→ **WHAT THE TASK ASKS**
What lines of the listing include the string "wooden"? Show them all.

→ **DATA TO USE**
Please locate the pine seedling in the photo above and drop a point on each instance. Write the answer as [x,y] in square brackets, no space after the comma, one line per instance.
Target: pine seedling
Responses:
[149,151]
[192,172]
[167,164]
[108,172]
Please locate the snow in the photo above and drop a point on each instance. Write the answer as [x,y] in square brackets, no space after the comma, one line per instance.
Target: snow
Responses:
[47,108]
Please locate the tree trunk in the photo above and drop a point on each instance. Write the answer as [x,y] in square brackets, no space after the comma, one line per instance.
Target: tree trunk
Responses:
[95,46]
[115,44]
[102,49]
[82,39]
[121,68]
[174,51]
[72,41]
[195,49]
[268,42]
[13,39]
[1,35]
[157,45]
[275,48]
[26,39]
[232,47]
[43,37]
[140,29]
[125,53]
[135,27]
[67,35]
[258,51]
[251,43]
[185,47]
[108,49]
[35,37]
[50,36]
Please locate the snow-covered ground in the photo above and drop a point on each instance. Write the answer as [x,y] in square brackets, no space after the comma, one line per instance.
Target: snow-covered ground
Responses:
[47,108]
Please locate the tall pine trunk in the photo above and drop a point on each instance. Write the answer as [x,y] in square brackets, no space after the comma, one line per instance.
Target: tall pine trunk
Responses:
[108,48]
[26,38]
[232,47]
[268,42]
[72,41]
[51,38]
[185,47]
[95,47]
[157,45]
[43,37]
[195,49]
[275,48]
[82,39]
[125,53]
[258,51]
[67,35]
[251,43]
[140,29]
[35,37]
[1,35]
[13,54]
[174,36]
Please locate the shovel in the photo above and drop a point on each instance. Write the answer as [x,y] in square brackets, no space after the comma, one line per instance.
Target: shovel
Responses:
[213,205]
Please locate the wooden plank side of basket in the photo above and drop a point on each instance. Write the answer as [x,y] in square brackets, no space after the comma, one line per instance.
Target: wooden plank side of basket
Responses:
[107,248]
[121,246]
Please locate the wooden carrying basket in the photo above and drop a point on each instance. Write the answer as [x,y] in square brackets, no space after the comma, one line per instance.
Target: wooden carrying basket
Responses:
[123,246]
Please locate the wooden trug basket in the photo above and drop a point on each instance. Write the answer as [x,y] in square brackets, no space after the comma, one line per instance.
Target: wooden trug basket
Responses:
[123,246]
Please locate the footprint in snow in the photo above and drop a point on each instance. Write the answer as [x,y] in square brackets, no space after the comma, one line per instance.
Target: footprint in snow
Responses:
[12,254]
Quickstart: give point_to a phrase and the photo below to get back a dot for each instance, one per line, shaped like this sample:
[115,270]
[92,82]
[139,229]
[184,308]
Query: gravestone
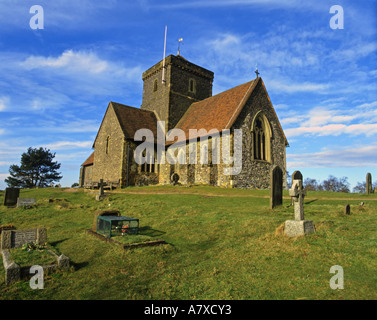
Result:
[276,189]
[101,194]
[299,226]
[25,202]
[296,175]
[175,179]
[369,183]
[11,195]
[17,238]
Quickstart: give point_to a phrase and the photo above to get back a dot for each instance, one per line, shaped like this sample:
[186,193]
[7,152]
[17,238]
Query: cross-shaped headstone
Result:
[298,194]
[101,193]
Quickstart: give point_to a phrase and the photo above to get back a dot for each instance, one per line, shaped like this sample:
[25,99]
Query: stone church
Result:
[178,94]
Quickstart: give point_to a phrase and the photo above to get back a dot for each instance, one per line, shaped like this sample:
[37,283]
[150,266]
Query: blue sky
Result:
[55,83]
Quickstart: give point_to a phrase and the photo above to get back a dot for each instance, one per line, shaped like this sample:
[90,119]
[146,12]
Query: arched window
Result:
[261,138]
[192,86]
[107,144]
[181,157]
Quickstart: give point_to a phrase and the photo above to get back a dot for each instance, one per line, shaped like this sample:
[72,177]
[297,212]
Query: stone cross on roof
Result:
[257,72]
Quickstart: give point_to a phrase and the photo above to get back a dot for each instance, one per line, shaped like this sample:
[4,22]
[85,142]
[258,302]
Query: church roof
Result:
[219,111]
[132,119]
[89,161]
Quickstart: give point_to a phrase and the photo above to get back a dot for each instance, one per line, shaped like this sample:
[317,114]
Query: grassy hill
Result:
[222,244]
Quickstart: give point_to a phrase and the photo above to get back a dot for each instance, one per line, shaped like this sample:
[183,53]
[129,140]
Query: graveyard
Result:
[220,244]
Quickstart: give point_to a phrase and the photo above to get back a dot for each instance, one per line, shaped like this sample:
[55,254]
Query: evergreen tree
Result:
[37,169]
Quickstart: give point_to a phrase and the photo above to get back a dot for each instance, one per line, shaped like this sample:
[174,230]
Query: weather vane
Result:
[256,71]
[179,44]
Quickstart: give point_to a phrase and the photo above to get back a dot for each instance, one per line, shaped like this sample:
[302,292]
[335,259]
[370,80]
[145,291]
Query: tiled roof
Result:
[132,119]
[219,111]
[216,112]
[89,161]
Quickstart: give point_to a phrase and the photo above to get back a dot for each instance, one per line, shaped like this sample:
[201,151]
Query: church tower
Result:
[185,83]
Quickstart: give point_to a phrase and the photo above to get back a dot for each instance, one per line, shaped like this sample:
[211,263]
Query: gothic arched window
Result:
[107,144]
[192,86]
[261,138]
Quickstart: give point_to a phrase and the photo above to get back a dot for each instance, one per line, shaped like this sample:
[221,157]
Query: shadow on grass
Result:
[78,266]
[55,243]
[148,231]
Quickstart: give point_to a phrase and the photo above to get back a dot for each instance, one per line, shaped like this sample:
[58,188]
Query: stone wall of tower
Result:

→ **RESPONSE TO THE TASK**
Please locate the wooden plank side of basket in the photo above and drop a point on each instance. Write the answer as [x,y] in square brackets, no space after the comma, one line per instance.
Target: wooden plank side of basket
Please locate the wooden carrying basket in the photo above and drop a point on each instance. Write the answer as [x,y] in square brackets, no space after the comma, one line per instance.
Target: wooden carrying basket
Please locate the wooden trug basket in the photo above and drop a point on each instance. Write the answer as [x,y] in square brackets, no space after the comma, one line per instance.
Target: wooden trug basket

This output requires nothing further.